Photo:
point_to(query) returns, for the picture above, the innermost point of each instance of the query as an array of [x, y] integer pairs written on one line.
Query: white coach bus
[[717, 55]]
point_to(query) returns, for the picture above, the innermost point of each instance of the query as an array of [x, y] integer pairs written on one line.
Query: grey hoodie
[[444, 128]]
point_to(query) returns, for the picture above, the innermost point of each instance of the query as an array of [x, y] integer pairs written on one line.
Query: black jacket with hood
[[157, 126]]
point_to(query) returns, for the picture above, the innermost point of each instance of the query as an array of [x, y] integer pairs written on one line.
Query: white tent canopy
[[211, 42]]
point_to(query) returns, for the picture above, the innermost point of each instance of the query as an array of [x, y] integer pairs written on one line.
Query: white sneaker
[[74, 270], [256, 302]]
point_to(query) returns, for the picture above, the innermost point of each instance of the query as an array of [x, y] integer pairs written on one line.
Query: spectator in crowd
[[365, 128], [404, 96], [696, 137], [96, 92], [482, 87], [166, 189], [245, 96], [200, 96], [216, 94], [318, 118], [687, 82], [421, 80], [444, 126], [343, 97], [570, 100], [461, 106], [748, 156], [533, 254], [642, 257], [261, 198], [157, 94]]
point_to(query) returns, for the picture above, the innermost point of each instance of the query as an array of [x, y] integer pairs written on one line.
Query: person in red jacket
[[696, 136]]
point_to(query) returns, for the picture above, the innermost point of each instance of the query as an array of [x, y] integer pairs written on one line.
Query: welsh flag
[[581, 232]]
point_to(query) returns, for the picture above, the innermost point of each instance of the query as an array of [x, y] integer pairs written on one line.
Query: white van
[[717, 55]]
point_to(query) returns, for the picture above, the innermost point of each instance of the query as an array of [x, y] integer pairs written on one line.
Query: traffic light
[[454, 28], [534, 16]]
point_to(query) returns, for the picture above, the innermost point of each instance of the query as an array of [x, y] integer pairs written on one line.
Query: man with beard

> **GOAL**:
Restate all of the entries above precisely.

> **COMPLETED TASK**:
Photo:
point_to(query) returns, for the picture above, the innermost point of each instance of the query as an array of [x, y] integer pairs written on one line.
Query: white coach bus
[[717, 55]]
point_to(query) returns, for the picture above, the innermost point of each instance of the query as an array of [x, y] integer pairs written on one line.
Query: grey hoodie
[[444, 128]]
point_to(query) returns, for the picture above, the innermost point of each instance of the query as an array of [x, y] integer pairs written on one line.
Query: black jacket with hood
[[157, 126]]
point_to(query) returns, for the picture above, the innermost point of each instance of the query as an array of [x, y] integer pairs written on one line.
Query: white tent canopy
[[211, 42]]
point_to(query) returns, for the picture above, the innermost point of each instance of the query as an array of [x, y] integer pairs written on one line.
Query: white sneaker
[[74, 270], [256, 302]]
point_to(query) returns, for the picture above, the innermost point of each instance of the query as an array of [x, y] integer pairs written on one line.
Query: spectator in crowd
[[365, 128], [404, 96], [696, 137], [96, 92], [482, 87], [166, 189], [245, 96], [200, 96], [216, 94], [318, 118], [687, 82], [421, 80], [444, 126], [343, 97], [570, 100], [461, 106], [748, 156], [533, 254], [642, 257], [261, 198], [157, 94]]
point_to(query) returns, for the picture above, the innermost point of each instance of the query as an array of [x, y] integer pairs written on one line.
Query: person in red jacket
[[696, 136]]
point_to(query) returns, for the picture above, the innermost point of each instance of the query as an array of [x, y] integer pairs written on one line.
Query: welsh flag
[[581, 232]]
point_to(query) returns, for the picture above, the innermost point of each instance of the query as an array of [x, y] integer pairs written on one line.
Query: white van
[[717, 55]]
point_to(query) returns, for the picture above, the innermost point of each instance of the query as an array of [x, y] integer pairs written on one line.
Query: traffic light
[[454, 28], [534, 16]]
point_to(query) returns, for the picture above, the innermost point of each instance of the query as an array of [x, y] integer pairs written on one line.
Query: man with beard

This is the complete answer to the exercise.